- [TEXT TO READ]:

◆ ◆ ◆ ◆ ◆

Templeheart Films, the producing company behind Paul Hyett’s HERITIKS and Andy Edwards’ IBIZA UNDEAD, are set to unleash a new kind of monster in THE TOMBS, which has just finished filming at The London Tombs, The London Bridge Experience’s horror themed tourist attraction.

Dubbed ‘Celebrity Big Brother’ meets ‘Friday the 13th’, the gruesome slasher stars Jessica Ann Brownlie (Valley of the Witch), Jess Impiazzi (The Only Way Is Essex), Marcia do Vales (Ibiza Undead), Jessica Cameron (Truth or Dare), Akie Kotabe (Humans), Anthony Ilott (Wrong Turn 6), Ayvianna Snow (Heretiks) and Devora Wilde (Rush). It’s directed by Dan Brownlie (Self-induced Nightmares, Serial Kaller)

Synopsis: A clutch of C-list celebrities and the tabloid press have gathered at ‘The London Tombs’ to participate in a publicity stunt for a new horror movie being launched They and the cast are to take part in a filmed challenge in which their task is to find the skull of notorious necromancer Robert White. The tour guide actors are on hand to make their mission as scary as possible.

◆ ◆ ◆ ◆ ◆

- [LISTING]:
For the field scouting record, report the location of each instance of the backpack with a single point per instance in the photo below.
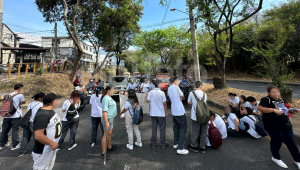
(137, 114)
(214, 135)
(8, 108)
(24, 123)
(202, 112)
(71, 112)
(259, 128)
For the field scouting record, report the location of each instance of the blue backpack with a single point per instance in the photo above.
(137, 116)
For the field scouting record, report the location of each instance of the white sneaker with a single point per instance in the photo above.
(129, 146)
(182, 152)
(72, 147)
(16, 147)
(297, 164)
(5, 146)
(279, 163)
(138, 144)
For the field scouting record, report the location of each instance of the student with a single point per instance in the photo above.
(28, 132)
(233, 100)
(249, 119)
(145, 86)
(13, 121)
(109, 112)
(278, 126)
(233, 123)
(47, 131)
(198, 130)
(179, 118)
(70, 124)
(158, 113)
(96, 114)
(130, 126)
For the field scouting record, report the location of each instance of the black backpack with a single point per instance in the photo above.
(71, 112)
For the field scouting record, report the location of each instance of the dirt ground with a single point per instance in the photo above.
(221, 97)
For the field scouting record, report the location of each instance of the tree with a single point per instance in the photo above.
(218, 18)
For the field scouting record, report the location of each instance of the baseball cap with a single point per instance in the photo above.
(49, 98)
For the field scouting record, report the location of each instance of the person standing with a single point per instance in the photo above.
(158, 113)
(13, 121)
(179, 118)
(96, 114)
(198, 130)
(109, 112)
(278, 126)
(28, 132)
(129, 107)
(72, 123)
(47, 132)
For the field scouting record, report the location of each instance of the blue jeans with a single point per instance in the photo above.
(27, 133)
(10, 123)
(286, 136)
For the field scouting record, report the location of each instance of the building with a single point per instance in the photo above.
(67, 47)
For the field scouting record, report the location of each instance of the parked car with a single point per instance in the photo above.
(119, 83)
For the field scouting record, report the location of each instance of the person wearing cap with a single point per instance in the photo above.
(28, 132)
(47, 131)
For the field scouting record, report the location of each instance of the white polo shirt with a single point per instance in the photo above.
(156, 98)
(177, 107)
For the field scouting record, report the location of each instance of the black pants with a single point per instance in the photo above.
(10, 123)
(179, 128)
(161, 122)
(66, 125)
(286, 136)
(95, 123)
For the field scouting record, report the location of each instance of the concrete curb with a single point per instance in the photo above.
(258, 81)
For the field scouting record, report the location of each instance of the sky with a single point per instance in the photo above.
(23, 17)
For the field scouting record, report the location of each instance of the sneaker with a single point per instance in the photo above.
(72, 147)
(5, 146)
(279, 163)
(112, 148)
(194, 149)
(138, 144)
(129, 146)
(297, 164)
(182, 152)
(16, 147)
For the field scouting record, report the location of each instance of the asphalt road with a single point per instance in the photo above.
(255, 87)
(235, 153)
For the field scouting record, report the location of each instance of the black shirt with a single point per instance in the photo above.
(272, 120)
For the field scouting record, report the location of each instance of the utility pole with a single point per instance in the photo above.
(194, 42)
(1, 17)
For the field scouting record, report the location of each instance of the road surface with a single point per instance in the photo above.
(235, 153)
(256, 87)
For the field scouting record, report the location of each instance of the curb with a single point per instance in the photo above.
(259, 81)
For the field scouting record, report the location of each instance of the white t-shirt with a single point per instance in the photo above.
(131, 86)
(144, 87)
(96, 105)
(235, 101)
(34, 106)
(192, 98)
(66, 106)
(17, 100)
(156, 98)
(221, 126)
(250, 122)
(177, 107)
(230, 120)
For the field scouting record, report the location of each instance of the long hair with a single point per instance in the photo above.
(75, 97)
(105, 91)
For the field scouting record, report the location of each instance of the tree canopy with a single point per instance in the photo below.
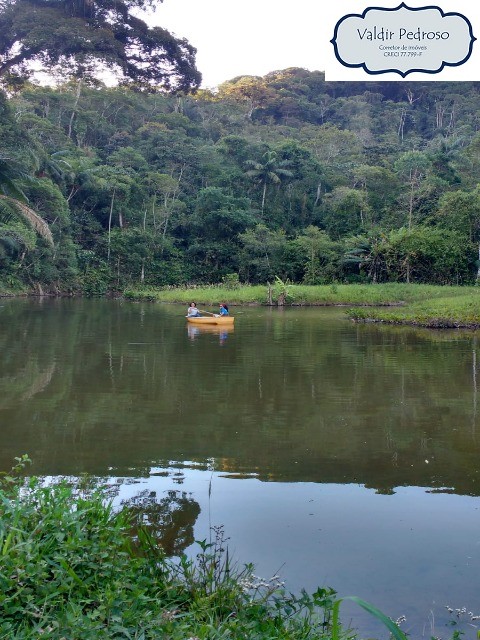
(78, 36)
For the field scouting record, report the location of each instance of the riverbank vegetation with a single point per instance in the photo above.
(283, 175)
(73, 567)
(444, 312)
(388, 294)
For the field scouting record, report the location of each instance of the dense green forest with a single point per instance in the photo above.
(286, 175)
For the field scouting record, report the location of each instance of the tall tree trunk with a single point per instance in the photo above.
(110, 224)
(264, 195)
(74, 110)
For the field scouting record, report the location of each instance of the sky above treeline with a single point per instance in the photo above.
(251, 37)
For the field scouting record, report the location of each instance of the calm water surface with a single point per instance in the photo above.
(337, 454)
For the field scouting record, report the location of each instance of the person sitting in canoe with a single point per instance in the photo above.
(193, 312)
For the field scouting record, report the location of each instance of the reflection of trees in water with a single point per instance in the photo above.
(170, 520)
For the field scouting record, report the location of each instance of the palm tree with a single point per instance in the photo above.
(13, 197)
(270, 172)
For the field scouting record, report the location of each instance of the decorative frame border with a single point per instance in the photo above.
(402, 73)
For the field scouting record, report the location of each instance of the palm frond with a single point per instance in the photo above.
(38, 223)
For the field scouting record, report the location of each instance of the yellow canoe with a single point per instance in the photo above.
(225, 320)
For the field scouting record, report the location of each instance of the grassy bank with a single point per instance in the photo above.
(335, 294)
(444, 312)
(71, 567)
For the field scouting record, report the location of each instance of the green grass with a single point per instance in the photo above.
(68, 569)
(443, 312)
(335, 294)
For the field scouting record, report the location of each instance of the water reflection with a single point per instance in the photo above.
(302, 395)
(194, 331)
(169, 520)
(356, 445)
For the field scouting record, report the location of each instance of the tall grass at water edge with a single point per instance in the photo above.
(443, 312)
(333, 294)
(69, 570)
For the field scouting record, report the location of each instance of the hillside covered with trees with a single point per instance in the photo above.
(286, 175)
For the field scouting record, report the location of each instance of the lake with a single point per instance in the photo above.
(336, 454)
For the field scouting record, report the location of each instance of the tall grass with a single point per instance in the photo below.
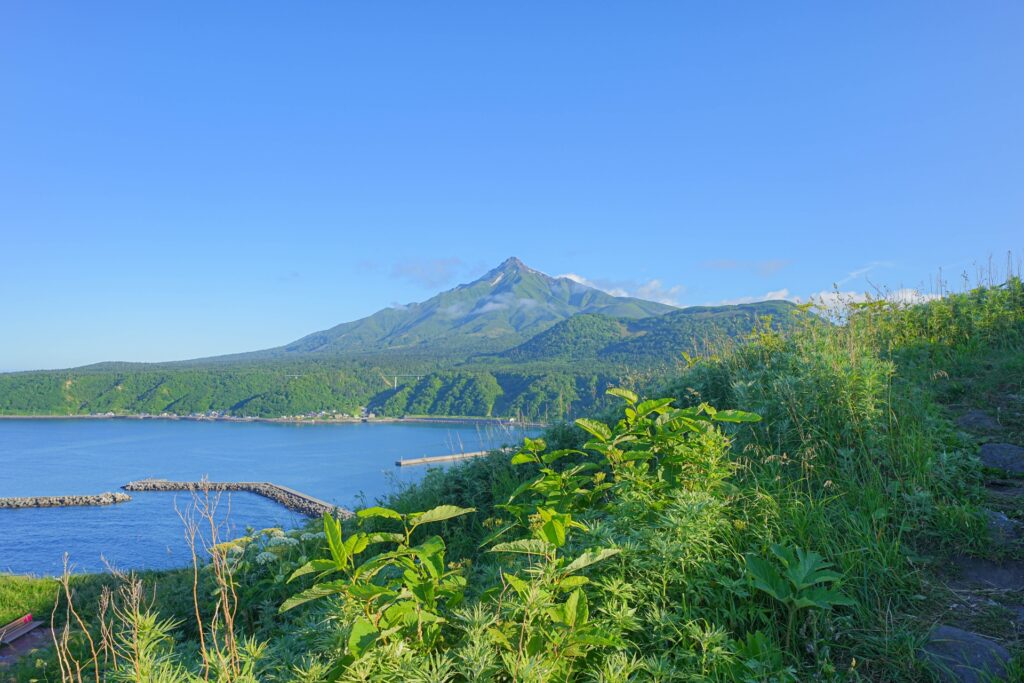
(676, 540)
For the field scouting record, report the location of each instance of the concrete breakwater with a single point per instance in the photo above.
(291, 499)
(62, 501)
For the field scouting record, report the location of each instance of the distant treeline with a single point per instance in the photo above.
(561, 372)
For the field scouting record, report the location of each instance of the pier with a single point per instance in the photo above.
(291, 499)
(429, 460)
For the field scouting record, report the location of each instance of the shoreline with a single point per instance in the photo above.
(504, 422)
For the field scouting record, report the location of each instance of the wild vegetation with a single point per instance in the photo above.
(783, 512)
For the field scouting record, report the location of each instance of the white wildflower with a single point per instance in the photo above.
(265, 558)
(282, 541)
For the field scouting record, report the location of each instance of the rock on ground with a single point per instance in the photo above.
(977, 421)
(1005, 457)
(1006, 575)
(963, 656)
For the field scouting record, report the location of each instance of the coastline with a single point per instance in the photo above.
(290, 420)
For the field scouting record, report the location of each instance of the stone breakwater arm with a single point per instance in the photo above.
(291, 499)
(62, 501)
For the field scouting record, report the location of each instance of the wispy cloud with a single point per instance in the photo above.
(857, 273)
(767, 296)
(428, 272)
(651, 290)
(765, 268)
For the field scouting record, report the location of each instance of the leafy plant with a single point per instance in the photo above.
(803, 583)
(403, 593)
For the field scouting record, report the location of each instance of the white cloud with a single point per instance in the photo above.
(652, 290)
(429, 272)
(863, 270)
(767, 296)
(765, 268)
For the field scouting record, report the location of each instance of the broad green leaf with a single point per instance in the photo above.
(431, 555)
(314, 593)
(524, 546)
(332, 529)
(361, 637)
(652, 406)
(766, 578)
(571, 583)
(553, 531)
(440, 513)
(535, 444)
(385, 537)
(521, 587)
(524, 458)
(822, 598)
(598, 429)
(625, 394)
(554, 456)
(590, 557)
(378, 511)
(735, 416)
(313, 566)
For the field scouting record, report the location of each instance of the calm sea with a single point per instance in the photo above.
(339, 463)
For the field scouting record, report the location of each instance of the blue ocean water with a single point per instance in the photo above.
(339, 463)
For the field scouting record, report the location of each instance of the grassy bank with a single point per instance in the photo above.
(784, 513)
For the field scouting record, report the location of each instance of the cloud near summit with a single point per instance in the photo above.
(652, 290)
(428, 272)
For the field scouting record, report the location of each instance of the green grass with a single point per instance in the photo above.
(23, 595)
(671, 542)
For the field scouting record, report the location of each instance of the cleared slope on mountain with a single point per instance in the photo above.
(505, 307)
(649, 340)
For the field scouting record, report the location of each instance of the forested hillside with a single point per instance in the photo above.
(822, 505)
(513, 343)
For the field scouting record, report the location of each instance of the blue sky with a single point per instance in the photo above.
(185, 179)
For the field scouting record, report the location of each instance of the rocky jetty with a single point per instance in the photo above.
(62, 501)
(290, 498)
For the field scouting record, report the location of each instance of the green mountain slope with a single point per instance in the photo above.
(648, 340)
(505, 307)
(513, 342)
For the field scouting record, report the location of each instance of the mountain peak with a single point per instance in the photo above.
(507, 269)
(513, 264)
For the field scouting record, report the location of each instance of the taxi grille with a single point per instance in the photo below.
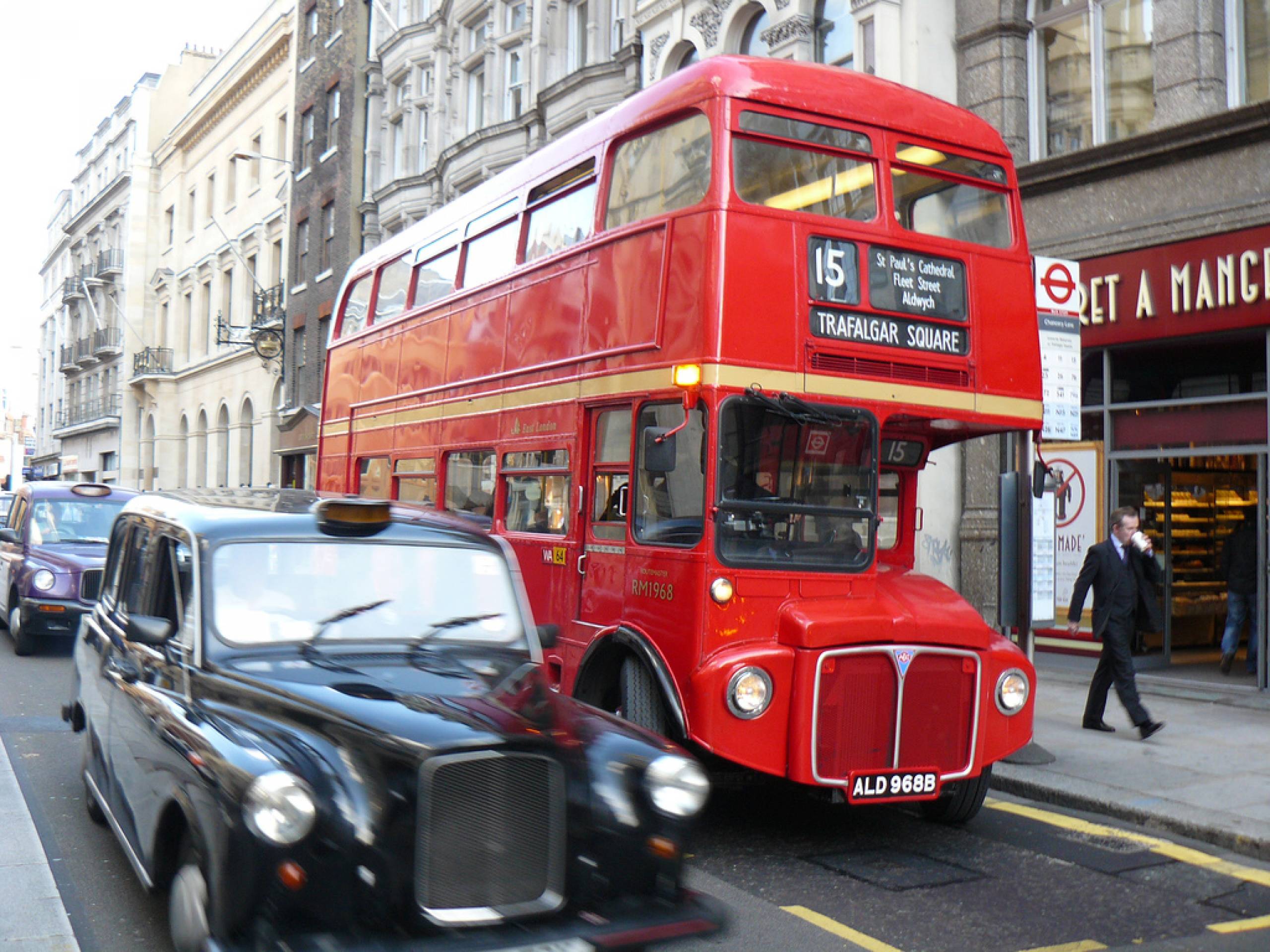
(91, 584)
(491, 842)
(856, 715)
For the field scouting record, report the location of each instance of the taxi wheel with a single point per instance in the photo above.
(642, 701)
(23, 644)
(187, 901)
(963, 803)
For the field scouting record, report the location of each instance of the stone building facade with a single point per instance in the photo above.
(207, 403)
(324, 224)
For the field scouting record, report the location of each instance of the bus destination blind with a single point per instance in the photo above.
(885, 330)
(912, 284)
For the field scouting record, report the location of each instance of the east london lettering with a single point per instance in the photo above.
(1226, 281)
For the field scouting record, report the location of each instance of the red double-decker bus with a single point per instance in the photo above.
(690, 359)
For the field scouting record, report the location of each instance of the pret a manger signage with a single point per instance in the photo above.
(1188, 287)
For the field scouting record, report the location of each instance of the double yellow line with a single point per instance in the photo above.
(1162, 847)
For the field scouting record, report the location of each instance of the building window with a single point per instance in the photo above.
(751, 41)
(307, 139)
(515, 17)
(332, 117)
(515, 80)
(477, 98)
(303, 249)
(1094, 76)
(575, 40)
(328, 235)
(836, 32)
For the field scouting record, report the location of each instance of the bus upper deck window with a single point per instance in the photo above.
(356, 306)
(798, 179)
(949, 209)
(394, 281)
(659, 172)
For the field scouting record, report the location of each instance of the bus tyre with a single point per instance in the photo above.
(962, 803)
(642, 702)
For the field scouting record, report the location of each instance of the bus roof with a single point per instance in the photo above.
(812, 88)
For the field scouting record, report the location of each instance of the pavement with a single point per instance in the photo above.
(1205, 776)
(33, 914)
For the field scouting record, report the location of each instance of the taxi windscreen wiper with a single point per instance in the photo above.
(324, 624)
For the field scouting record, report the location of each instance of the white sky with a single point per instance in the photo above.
(65, 67)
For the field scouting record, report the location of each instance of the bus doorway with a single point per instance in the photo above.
(1199, 512)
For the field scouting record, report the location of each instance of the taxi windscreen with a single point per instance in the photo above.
(285, 592)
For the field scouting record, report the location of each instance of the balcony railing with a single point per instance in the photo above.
(110, 262)
(84, 351)
(102, 409)
(267, 306)
(108, 342)
(151, 359)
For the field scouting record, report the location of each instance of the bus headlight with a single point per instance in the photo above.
(677, 786)
(280, 808)
(750, 692)
(1012, 692)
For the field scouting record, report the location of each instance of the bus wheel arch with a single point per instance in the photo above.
(620, 670)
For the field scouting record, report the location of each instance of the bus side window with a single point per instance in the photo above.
(356, 305)
(659, 172)
(670, 506)
(470, 484)
(373, 477)
(394, 281)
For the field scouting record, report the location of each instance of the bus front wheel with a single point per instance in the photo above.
(640, 700)
(963, 800)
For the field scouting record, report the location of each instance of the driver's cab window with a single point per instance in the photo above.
(671, 480)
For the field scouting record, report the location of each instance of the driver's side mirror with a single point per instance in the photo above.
(549, 635)
(149, 630)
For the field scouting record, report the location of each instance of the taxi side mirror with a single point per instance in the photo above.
(549, 635)
(149, 630)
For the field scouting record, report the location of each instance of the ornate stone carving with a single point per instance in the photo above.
(654, 51)
(708, 19)
(797, 27)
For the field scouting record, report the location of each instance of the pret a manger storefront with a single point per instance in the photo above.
(1174, 395)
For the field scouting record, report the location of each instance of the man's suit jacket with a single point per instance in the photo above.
(1104, 572)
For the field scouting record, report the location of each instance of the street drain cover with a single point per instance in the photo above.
(894, 870)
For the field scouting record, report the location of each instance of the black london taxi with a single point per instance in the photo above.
(320, 722)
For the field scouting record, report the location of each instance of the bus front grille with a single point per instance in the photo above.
(863, 702)
(492, 837)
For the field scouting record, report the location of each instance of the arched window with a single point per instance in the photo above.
(835, 32)
(751, 41)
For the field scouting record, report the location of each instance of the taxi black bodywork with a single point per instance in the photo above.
(364, 792)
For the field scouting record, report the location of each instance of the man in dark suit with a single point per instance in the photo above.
(1124, 581)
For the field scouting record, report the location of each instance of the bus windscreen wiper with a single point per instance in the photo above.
(323, 625)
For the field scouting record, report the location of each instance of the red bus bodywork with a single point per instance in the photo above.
(870, 669)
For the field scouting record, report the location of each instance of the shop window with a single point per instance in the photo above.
(1094, 78)
(670, 494)
(659, 172)
(538, 492)
(373, 477)
(417, 480)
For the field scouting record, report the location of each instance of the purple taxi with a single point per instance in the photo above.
(53, 551)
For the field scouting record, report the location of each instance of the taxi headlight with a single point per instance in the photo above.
(677, 786)
(750, 692)
(1012, 692)
(280, 808)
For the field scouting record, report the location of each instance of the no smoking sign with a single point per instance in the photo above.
(1057, 286)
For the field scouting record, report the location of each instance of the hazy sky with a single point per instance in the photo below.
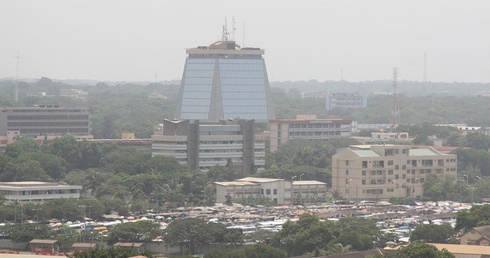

◆ ◆ ◆ ◆ ◆

- [THE TASKS]:
1. According to the film news piece, whose skull must the participants in the filmed challenge find?
2. Reproduce word for word the stretch of the film news piece from "Dubbed ‘Celebrity Big" through "Nightmares, Serial Kaller)".

- [EXPECTED OUTPUTS]:
1. The skull of the notorious necromancer Robert White.

2.
Dubbed ‘Celebrity Big Brother’ meets ‘Friday the 13th’, the gruesome slasher stars Jessica Ann Brownlie (Valley of the Witch), Jess Impiazzi (The Only Way Is Essex), Marcia do Vales (Ibiza Undead), Jessica Cameron (Truth or Dare), Akie Kotabe (Humans), Anthony Ilott (Wrong Turn 6), Ayvianna Snow (Heretiks) and Devora Wilde (Rush). It’s directed by Dan Brownlie (Self-induced Nightmares, Serial Kaller)